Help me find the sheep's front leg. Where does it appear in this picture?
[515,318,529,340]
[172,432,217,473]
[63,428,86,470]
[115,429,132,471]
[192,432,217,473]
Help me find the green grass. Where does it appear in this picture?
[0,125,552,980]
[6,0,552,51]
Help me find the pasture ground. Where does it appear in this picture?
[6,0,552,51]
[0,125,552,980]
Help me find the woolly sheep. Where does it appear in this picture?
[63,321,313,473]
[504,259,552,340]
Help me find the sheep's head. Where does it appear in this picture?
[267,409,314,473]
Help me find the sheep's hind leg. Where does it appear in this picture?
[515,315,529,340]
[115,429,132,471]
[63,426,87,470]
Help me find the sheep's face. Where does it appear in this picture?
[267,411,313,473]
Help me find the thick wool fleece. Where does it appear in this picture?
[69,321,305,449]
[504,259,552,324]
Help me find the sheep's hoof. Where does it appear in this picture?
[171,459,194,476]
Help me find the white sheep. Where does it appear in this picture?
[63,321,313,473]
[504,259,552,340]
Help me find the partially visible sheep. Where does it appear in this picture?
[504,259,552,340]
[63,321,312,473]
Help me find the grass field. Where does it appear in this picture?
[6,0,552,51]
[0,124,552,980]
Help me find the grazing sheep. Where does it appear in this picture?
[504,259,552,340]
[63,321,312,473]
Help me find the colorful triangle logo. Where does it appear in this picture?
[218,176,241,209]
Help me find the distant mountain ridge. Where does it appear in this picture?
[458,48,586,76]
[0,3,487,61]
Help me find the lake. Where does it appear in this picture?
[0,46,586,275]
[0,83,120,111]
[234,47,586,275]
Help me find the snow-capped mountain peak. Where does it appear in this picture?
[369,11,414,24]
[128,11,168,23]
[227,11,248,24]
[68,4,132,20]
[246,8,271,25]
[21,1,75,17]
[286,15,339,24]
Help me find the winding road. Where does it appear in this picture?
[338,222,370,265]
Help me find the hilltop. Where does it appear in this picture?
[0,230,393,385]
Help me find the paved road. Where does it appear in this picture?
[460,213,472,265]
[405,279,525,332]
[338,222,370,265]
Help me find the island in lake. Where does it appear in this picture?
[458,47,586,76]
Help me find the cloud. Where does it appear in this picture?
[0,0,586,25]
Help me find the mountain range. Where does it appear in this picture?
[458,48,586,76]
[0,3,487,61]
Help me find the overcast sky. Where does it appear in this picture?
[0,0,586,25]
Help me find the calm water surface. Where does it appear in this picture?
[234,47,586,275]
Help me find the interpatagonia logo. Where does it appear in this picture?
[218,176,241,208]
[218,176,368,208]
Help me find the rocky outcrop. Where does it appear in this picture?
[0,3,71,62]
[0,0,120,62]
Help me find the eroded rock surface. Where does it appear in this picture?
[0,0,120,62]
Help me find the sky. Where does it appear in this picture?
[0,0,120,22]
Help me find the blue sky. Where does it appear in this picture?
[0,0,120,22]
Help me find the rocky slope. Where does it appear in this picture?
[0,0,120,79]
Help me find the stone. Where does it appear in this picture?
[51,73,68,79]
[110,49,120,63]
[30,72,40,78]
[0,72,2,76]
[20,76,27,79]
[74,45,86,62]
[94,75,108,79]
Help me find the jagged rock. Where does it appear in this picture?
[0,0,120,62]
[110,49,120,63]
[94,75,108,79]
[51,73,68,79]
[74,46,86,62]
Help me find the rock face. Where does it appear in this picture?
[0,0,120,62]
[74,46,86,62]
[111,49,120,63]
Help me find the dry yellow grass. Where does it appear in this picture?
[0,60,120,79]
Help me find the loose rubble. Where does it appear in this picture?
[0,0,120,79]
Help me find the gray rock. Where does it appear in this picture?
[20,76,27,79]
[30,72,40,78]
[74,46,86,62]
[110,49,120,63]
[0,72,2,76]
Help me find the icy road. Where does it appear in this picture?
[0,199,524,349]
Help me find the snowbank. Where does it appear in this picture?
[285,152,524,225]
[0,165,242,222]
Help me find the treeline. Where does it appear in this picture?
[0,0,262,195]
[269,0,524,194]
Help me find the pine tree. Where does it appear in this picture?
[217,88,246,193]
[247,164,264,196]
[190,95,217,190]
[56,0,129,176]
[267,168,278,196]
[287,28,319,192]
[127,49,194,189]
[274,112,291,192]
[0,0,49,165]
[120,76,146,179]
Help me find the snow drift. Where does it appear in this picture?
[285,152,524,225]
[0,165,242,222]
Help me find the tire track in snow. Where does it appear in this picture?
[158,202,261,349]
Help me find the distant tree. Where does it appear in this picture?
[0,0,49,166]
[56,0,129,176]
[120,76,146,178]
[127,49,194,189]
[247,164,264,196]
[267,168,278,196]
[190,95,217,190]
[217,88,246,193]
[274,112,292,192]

==================================================

- [Problem to solve] Update all of the items above by replacing "Help me find" with "Please locate" wherever it occurs, leaving everything else unchanged.

- [Response to this task]
Please locate the sheep's front leg. Where does it appear in this picture?
[515,318,529,340]
[172,432,217,473]
[63,428,86,470]
[115,429,132,471]
[192,432,217,473]
Please locate the green grass. Where does it appear in this picture?
[0,125,552,980]
[6,0,552,51]
Please locate the pasture ground. Where does it appear in this picture?
[6,0,552,51]
[0,125,552,980]
Please locate the woolly sheep. Where does it appear in this picture?
[63,321,313,473]
[504,259,552,340]
Please locate the sheep's head. Where does it appear in this picture?
[267,409,314,473]
Please locate the sheep's hind leg. Where does it appear in this picture?
[515,315,529,340]
[115,429,132,471]
[63,426,87,470]
Please locate the sheep's face. Where does it appear in this picture?
[267,411,313,473]
Please locate the thick wool fleece. Where does it appear in this picture?
[69,321,305,449]
[504,259,552,324]
Please locate the sheep's hoof. Where does it appear in this picture?
[171,459,194,476]
Please locate the white sheep. Where does it appear in this picture?
[63,321,313,473]
[504,259,552,340]
Please locate the partially visible sheep. Where does it appear in this picture?
[504,259,552,340]
[63,321,312,473]
Please locate the grass field. Where does it appear in this picture?
[6,0,552,51]
[0,124,552,980]
Please locate the grazing sheep. Where does it appear in this picture?
[504,259,552,340]
[63,321,312,473]
Please locate the colorful triangle logo. Where does it appear in this picture?
[218,176,241,209]
Please locate the distant mountain ridge. Where does it appear in this picture?
[458,48,586,76]
[0,3,487,61]
Please locate the lake. Where does it appear in this picture?
[0,46,586,275]
[0,83,120,111]
[234,47,586,275]
Please locate the snow-capped mountain peak. Where does it appear in this picture?
[369,11,414,24]
[128,11,168,23]
[227,11,248,24]
[68,4,132,20]
[246,8,271,25]
[21,1,75,17]
[286,15,339,24]
Please locate the winding road. Where does it appear in this picture?
[338,222,370,265]
Please locate the hilltop. Where does it appear in this picture?
[0,230,393,385]
Please locate the paved road. Where does it appear in this picture?
[460,213,472,265]
[405,279,525,332]
[338,222,370,265]
Please locate the island in lake. Where does it appear in this picture?
[458,47,586,76]
Please locate the cloud. Where does it appear in this picture?
[0,0,586,25]
Please locate the mountain range. Where does it appear in this picture?
[458,48,586,76]
[0,3,487,61]
Please locate the overcast sky. Where does it appear in this picture?
[0,0,586,25]
Please locate the calm water surface. Where does it appear in this picture?
[234,47,586,275]
Please locate the interpatagonia logo. Where does it appear in this picture?
[218,176,241,208]
[218,176,368,208]
Please locate the rocky outcrop. Where does it appear in this picture?
[0,3,71,62]
[0,0,120,62]
Please locate the eroded rock surface. Where does it appear in this picture?
[0,0,120,62]
Please locate the sky. Where does it appear in this picture?
[0,0,120,22]
Please locate the blue sky. Where does it appear in this picture?
[0,0,120,22]
Please locate the rocky slope. Where does it appear in this picture?
[0,0,120,79]
Please locate the stone. Where does it appear in this picture?
[51,73,68,79]
[110,49,120,63]
[30,72,40,78]
[0,72,2,76]
[20,76,27,79]
[74,45,86,62]
[94,75,108,79]
Please locate the jagged rock. Where does it appear in this picture?
[0,0,120,62]
[110,49,120,63]
[94,75,108,79]
[51,73,68,79]
[74,46,86,62]
Please locate the rock face. Where does it appear in this picture?
[0,0,120,62]
[74,46,86,62]
[111,49,120,63]
Please locate the dry yellow grass. Where does it appear in this picture?
[0,60,120,79]
Please locate the loose rubble. Where does it appear in this picture?
[0,0,120,79]
Please locate the gray rock. Where does it appear in this picture?
[20,76,27,79]
[30,72,40,78]
[74,46,86,62]
[110,49,120,63]
[0,72,2,76]
Please locate the icy road. Where does it appear in this picture?
[0,199,524,349]
Please locate the snowbank. Where does it appear in this picture?
[285,152,524,225]
[0,165,242,222]
Please locate the treeline. Where does it appear in this picture?
[0,0,262,195]
[269,0,524,194]
Please locate the pine tree. Where does it appear in this picture?
[217,88,246,193]
[247,164,264,196]
[190,95,217,190]
[56,0,129,176]
[267,168,278,196]
[287,28,319,192]
[127,49,194,189]
[274,112,291,192]
[0,0,49,165]
[120,76,146,179]
Please locate the snow drift. Where does it appear in this picture?
[285,152,524,225]
[0,165,242,222]
Please locate the tire track in snow. Where does it appear in this picture?
[158,202,261,349]
Please locate the distant tree. Where does it appear in this picture?
[0,0,49,166]
[56,0,129,176]
[120,76,146,178]
[127,49,194,189]
[247,164,264,196]
[267,168,278,196]
[190,95,217,190]
[217,88,246,193]
[274,112,292,192]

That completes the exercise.